Required action> Could you repeat word for word only the lines from the one containing "Query: white building" to the last line of the data below?

-------- Dataset excerpts --------

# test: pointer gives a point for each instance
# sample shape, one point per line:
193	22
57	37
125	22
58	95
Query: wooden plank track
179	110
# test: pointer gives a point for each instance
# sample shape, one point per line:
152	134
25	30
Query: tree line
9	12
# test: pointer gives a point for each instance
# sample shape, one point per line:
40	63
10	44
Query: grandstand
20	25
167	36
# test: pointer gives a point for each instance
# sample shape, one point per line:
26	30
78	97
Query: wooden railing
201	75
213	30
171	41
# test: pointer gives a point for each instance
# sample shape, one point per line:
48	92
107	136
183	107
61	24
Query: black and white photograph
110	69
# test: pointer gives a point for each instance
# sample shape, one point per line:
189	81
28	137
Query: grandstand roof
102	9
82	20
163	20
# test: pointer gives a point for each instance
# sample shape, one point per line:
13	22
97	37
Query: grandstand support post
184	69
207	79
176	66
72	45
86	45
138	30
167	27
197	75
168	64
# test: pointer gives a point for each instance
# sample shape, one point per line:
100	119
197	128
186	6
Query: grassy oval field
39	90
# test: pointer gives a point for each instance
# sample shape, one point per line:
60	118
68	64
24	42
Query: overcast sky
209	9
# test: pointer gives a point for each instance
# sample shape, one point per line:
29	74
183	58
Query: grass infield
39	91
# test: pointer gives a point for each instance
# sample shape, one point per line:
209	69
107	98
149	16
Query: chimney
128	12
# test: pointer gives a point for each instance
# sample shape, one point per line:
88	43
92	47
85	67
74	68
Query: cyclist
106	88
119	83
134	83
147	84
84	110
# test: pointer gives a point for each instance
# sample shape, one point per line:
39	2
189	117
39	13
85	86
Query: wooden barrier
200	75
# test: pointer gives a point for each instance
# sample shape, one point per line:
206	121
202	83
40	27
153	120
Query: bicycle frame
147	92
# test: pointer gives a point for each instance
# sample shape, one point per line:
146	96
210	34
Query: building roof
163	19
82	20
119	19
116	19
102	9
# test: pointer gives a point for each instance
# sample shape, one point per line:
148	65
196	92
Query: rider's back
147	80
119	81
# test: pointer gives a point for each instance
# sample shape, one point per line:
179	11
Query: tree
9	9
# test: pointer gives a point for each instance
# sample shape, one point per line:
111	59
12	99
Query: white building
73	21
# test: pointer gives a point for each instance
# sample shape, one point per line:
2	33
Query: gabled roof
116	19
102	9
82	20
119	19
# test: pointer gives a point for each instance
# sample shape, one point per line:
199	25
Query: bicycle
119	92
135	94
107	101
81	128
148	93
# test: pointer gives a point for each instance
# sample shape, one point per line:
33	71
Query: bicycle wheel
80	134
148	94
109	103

--------

Solution below>
Query: white building
73	21
# test: pointer gives a point for each instance
# sample shape, one point per line:
2	33
Query: gabled roof
116	19
102	9
82	20
119	19
# test: pointer gives a point for each instance
# sample shape, one point per line:
199	25
Query: bicycle
119	92
135	94
107	101
81	128
148	93
# test: pointer gives a point for each instance
# sample shape, one point per line:
33	71
Query: bicycle wheel
80	134
148	94
109	103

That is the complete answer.